• [DATASET ENTRIES]

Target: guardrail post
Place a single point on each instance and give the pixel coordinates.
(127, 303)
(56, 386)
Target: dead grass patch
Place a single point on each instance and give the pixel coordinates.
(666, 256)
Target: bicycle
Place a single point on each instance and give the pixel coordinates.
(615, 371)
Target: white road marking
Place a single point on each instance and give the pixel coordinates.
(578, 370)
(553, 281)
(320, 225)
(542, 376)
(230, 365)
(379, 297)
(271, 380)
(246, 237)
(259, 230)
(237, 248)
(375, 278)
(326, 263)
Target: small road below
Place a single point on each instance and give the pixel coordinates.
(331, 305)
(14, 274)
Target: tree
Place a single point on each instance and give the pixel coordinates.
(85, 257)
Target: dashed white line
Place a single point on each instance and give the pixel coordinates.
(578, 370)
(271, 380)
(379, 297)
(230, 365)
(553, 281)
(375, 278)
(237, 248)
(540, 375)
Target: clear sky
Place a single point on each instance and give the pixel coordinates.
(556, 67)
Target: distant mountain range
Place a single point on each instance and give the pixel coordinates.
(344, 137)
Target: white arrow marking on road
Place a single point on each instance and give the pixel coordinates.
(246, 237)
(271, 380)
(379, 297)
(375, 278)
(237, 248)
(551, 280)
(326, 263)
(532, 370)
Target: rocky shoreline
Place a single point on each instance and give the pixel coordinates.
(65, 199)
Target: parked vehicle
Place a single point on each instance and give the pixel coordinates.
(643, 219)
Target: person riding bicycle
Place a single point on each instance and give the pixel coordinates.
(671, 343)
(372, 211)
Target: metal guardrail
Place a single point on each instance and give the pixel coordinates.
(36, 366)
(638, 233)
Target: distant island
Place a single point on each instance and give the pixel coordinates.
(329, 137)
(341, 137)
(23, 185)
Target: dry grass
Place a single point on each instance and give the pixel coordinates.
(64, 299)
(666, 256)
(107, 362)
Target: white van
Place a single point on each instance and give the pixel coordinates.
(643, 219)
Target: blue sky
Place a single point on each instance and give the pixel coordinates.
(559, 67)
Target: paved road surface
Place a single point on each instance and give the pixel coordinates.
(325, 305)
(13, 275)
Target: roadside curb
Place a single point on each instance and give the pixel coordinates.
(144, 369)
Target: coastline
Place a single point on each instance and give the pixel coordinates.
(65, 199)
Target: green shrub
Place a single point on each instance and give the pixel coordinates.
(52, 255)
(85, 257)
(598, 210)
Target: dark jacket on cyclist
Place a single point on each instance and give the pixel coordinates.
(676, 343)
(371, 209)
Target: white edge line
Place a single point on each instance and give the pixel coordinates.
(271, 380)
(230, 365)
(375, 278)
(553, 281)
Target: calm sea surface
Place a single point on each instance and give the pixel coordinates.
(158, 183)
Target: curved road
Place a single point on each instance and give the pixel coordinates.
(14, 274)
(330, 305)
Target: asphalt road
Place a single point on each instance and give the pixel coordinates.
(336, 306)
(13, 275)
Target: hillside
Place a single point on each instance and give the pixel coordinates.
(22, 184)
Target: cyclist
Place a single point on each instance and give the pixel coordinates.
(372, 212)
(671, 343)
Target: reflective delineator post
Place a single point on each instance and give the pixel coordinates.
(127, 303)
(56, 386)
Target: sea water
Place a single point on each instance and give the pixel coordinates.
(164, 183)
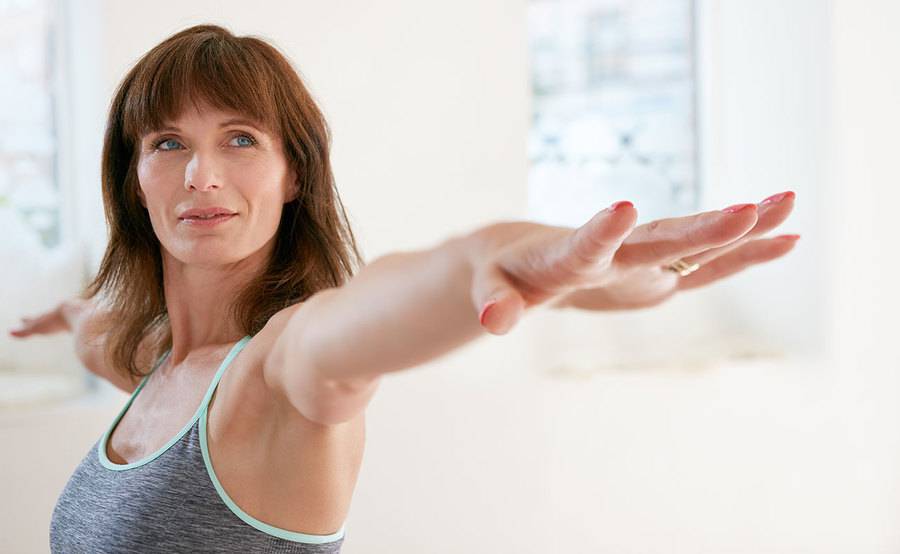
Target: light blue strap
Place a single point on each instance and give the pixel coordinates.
(238, 346)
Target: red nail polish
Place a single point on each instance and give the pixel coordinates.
(738, 207)
(485, 310)
(779, 197)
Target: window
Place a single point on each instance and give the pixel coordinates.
(49, 181)
(613, 108)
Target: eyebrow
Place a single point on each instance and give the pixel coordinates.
(226, 123)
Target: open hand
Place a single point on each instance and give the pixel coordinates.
(57, 320)
(608, 264)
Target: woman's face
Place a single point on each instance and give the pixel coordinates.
(209, 158)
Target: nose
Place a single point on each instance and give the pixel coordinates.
(201, 173)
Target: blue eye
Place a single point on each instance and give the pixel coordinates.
(247, 138)
(159, 143)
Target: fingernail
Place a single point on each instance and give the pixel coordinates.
(488, 305)
(738, 207)
(779, 197)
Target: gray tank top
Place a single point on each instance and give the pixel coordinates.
(170, 501)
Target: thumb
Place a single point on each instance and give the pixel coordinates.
(498, 302)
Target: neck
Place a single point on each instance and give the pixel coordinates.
(198, 299)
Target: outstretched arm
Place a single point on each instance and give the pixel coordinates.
(407, 308)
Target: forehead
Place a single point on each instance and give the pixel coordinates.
(206, 115)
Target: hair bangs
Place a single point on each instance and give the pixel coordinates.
(222, 72)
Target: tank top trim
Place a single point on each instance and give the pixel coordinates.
(247, 518)
(101, 444)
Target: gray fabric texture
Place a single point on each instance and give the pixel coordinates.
(169, 504)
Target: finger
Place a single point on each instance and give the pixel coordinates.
(499, 304)
(754, 252)
(772, 213)
(598, 239)
(663, 241)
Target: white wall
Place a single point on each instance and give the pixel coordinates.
(497, 448)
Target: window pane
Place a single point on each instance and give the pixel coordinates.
(613, 108)
(29, 192)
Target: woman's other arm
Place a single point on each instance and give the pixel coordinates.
(88, 325)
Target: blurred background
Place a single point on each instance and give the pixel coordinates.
(757, 415)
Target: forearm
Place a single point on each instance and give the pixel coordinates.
(399, 311)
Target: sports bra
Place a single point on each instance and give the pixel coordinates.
(170, 501)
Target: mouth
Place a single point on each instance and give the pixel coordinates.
(206, 221)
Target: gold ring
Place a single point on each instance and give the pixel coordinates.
(683, 268)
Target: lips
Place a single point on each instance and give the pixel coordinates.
(205, 213)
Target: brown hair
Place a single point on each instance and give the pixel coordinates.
(314, 249)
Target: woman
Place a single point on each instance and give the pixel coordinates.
(229, 305)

• [WHAT IS NEEDED] Retype the records above from the very first line down to the line with "Target: metal guardrail", keeping both of those lines. Include nothing beyond them.

• [SOLUTION]
Target: guardrail post
Place a single point on each instance and give the pixel coordinates.
(127, 303)
(56, 386)
Target: dead grass patch
Place a single point on each instance and give the pixel coordinates.
(666, 256)
Target: bicycle
Place a single point on each instance and give the pixel coordinates.
(615, 371)
Target: white road marking
Place a single point on each instance and give the pixel coordinates.
(578, 370)
(553, 281)
(320, 225)
(542, 376)
(230, 365)
(379, 297)
(271, 380)
(246, 237)
(259, 230)
(237, 248)
(375, 278)
(326, 263)
Target: small road below
Place a single point on each instance and give the pixel coordinates.
(331, 305)
(14, 274)
Target: tree
Place a single point on each instance and give the pixel coordinates.
(85, 257)
Target: dashed white line
Place a single point on each instance and give the pixel coordinates.
(578, 370)
(271, 380)
(379, 297)
(230, 365)
(553, 281)
(375, 278)
(237, 248)
(540, 375)
Target: clear sky
Place a single point on each instance and give the pixel coordinates.
(556, 67)
Target: distant mountain range
Place a single point on each instance and give the pixel coordinates.
(344, 137)
Target: white arrow marking on road
Place a single point on each instance and give the pixel coordinates.
(246, 237)
(271, 380)
(379, 297)
(375, 278)
(237, 248)
(551, 280)
(326, 263)
(532, 370)
Target: rocky shoreline
Place a single point on each instance and give the pixel coordinates.
(65, 199)
Target: parked vehicle
Place a single point on each instance and give the pixel coordinates.
(643, 219)
Target: person riding bicycle
Place a single point on each instance and give the pixel coordinates.
(671, 343)
(372, 211)
Target: metal guardrail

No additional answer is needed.